Письменное задание 1: Пожалуйста, измените листинг от его начала до строки с "[[229, 0], [256, 17], [256, 0]]" включительно, заменив "white wall" на "gray wall". Приведите эти строки заново, всё прочее оставьте без изменений.

Отрывок:
******

Наша проблема — демократия. Демократия — это опасная и злокачественная форма правления, которая склонна вырождаться в тиранию и хаос. Иногда медленно, но иногда — шокирующе, душераздирающе быстро. Вас приучили поклоняться демократии. Потому что вами правит демократия. Если бы вами правило Склизкое чудовище из системы Веги, вы бы поклонялись этому Склизкому чудовищу (более приземлённым сравнением был бы коммунизм или «народная демократия»; заявления её апологетов о том, что она была более прогрессивной, чем её западная сестра, были абсолютно правильными, если под «прогрессивной» понимать «прогрессирующей» («прогрессирующая лейкемия»)).

У демократии есть две основные проблемы: проблема первого и проблема второго порядка.

Проблема первого порядка: поскольку территория, которой управляет государство — это капитал (т.е., ценный актив), она порождает прибыль. Участие в управлении государством — это также по определению власть, которую жаждут получить все мужчины и весьма немало женщин. В лучшем случае демократия — вечная гражданская война с запретом на применение оружия, война за эту гигантскую кучу денег и власти (в худшем случае люди забывают про запрет). У каждой демократической фракции есть стимулы разбазаривать всё государство ради увеличения своей доли.

Ной Уэбстер не до конца понимал эту проблему, однако в своём памфлете 1794-го года, посвящённом Французской революции, он идеально описал её симптомы. Этот текст был написан во время квази-монархической федералистской реставрации, когда американцы убедили самих себя, что республика без политических партий — это не оксюморон. Федералисты считали, что основной проблемой демократии были «фракции» — во многом как и их прогрессивные последователи, которые постоянно говорят о «пост-партийной» демократии. Обе эти группы правы. Однако жаловаться на то, что демократия слишком политизирована — это всё равно что жаловаться на то, что Склизкое чудовище из системы Веги слишком склизкое.

Уэбстер пишет:

Поскольку большинство жителей этой страны, состоящих в подобных объединениях, скорее всего, не до конца понимают, к чему они ведут, и поскольку многие эти жители — граждане наверняка благонамеренные, может оказаться полезным проследить, как со временем дух разделения на партии приводит к фракциям, и затем, конечно — к тирании.

******

Записи пространственной разметки:
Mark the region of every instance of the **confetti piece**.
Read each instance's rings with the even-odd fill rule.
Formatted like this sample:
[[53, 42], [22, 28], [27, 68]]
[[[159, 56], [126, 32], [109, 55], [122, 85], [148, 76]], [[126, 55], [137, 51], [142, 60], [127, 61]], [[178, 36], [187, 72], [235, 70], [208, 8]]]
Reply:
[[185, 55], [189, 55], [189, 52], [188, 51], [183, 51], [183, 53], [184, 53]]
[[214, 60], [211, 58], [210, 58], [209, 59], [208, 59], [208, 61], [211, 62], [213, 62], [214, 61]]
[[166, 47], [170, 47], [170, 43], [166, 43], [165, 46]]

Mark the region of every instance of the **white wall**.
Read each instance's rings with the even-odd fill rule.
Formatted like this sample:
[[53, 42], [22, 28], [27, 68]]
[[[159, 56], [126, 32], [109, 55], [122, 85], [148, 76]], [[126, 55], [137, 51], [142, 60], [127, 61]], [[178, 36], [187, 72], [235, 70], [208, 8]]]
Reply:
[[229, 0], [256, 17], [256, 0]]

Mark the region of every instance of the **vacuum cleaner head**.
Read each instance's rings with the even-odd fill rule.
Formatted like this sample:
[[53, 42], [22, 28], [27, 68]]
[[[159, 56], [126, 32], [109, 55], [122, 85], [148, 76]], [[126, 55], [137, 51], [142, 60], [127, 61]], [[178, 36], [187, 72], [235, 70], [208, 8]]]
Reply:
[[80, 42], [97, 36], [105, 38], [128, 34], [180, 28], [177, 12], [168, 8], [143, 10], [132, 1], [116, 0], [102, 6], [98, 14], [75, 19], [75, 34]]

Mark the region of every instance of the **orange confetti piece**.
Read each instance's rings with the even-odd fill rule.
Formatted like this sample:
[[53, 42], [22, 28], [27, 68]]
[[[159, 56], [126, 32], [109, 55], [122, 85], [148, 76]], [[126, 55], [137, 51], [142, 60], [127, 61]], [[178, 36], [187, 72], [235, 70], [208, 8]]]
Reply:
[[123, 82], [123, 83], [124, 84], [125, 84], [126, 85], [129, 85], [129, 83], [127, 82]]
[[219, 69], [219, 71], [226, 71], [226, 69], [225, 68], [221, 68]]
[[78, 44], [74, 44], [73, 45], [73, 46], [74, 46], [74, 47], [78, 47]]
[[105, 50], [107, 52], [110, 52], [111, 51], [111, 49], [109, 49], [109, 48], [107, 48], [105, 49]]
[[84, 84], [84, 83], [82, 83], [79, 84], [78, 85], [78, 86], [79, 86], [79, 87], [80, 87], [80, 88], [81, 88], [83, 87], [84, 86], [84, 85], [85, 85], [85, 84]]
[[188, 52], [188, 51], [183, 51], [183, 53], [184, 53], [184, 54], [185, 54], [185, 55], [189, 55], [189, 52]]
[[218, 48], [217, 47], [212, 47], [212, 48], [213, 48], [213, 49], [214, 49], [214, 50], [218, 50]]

******

Письменное задание 2: Выпишите из отрывка о демократии дословно фрагмент от "Проблема первого порядка: поскольку" до "увеличения своей доли.".

Полный ответ 1:
Mark the region of every instance of the **confetti piece**.
Read each instance's rings with the even-odd fill rule.
Formatted like this sample:
[[53, 42], [22, 28], [27, 68]]
[[[159, 56], [126, 32], [109, 55], [122, 85], [148, 76]], [[126, 55], [137, 51], [142, 60], [127, 61]], [[178, 36], [187, 72], [235, 70], [208, 8]]]
Reply:
[[185, 55], [189, 55], [189, 52], [188, 51], [183, 51], [183, 53], [184, 53]]
[[214, 60], [211, 58], [210, 58], [209, 59], [208, 59], [208, 61], [211, 62], [213, 62], [214, 61]]
[[166, 47], [170, 47], [170, 43], [166, 43], [165, 46]]

Mark the region of every instance of the **gray wall**.
Read each instance's rings with the even-odd fill rule.
Formatted like this sample:
[[53, 42], [22, 28], [27, 68]]
[[[159, 56], [126, 32], [109, 55], [122, 85], [148, 76]], [[126, 55], [137, 51], [142, 60], [127, 61]], [[178, 36], [187, 72], [235, 70], [208, 8]]]
Reply:
[[229, 0], [256, 17], [256, 0]]

Полный ответ 2:
Проблема первого порядка: поскольку территория, которой управляет государство — это капитал (т.е., ценный актив), она порождает прибыль. Участие в управлении государством — это также по определению власть, которую жаждут получить все мужчины и весьма немало женщин. В лучшем случае демократия — вечная гражданская война с запретом на применение оружия, война за эту гигантскую кучу денег и власти (в худшем случае люди забывают про запрет). У каждой демократической фракции есть стимулы разбазаривать всё государство ради увеличения своей доли.